**What is expected**
Find the lines holding the string "brick" in the data, then copy all of them.
*** Begin section ***
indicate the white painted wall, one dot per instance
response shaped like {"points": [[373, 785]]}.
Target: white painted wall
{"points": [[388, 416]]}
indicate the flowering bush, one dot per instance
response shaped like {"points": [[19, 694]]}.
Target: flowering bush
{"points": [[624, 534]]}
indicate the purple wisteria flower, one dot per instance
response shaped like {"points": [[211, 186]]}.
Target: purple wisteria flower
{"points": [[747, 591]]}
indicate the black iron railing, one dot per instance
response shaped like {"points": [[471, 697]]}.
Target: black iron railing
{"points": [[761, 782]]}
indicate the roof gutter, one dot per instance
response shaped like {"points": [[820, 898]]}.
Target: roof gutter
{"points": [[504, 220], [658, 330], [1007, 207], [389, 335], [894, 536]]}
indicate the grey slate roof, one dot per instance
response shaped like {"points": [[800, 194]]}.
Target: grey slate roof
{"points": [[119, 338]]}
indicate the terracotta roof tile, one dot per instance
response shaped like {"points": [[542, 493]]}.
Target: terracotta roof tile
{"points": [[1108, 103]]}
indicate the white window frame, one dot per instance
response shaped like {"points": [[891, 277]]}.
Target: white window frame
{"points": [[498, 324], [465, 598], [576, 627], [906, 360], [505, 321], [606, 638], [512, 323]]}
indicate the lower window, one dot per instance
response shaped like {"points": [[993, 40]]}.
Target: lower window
*** End section ***
*** Begin section ***
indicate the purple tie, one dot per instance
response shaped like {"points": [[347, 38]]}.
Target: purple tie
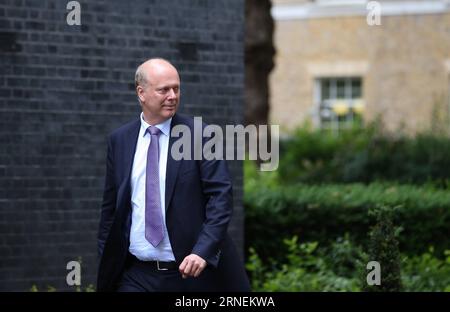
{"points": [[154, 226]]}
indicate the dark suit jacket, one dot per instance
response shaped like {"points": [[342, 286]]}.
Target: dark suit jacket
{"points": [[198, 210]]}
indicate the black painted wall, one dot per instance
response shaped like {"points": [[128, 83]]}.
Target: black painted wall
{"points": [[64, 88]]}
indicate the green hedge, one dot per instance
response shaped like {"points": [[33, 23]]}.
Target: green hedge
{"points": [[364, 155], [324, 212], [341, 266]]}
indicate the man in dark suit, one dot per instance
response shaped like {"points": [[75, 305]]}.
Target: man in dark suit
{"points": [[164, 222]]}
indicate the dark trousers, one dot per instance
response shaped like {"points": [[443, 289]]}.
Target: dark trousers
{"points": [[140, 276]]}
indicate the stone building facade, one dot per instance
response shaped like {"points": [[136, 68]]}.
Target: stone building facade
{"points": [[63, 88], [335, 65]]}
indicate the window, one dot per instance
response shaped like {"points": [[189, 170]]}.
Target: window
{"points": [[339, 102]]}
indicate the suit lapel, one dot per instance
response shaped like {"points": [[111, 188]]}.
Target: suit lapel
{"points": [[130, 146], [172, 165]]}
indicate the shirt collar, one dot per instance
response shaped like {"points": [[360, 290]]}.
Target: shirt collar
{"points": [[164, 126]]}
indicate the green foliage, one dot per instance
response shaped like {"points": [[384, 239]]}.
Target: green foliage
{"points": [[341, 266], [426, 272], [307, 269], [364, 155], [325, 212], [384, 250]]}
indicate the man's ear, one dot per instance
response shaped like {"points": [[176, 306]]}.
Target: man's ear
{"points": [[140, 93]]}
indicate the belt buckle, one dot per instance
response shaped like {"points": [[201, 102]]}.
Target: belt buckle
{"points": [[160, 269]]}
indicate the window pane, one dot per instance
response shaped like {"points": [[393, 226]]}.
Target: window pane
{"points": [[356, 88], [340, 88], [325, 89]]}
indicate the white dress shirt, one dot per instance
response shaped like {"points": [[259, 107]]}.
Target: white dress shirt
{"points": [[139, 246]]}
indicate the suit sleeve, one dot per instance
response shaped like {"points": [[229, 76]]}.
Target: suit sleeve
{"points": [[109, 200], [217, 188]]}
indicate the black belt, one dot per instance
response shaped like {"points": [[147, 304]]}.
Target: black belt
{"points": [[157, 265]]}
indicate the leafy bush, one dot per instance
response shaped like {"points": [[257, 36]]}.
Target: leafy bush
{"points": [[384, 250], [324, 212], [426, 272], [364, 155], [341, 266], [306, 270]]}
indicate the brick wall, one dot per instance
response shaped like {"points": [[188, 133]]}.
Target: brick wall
*** End section ***
**The completed task**
indicate the brick wall, one dot per instance
Target: brick wall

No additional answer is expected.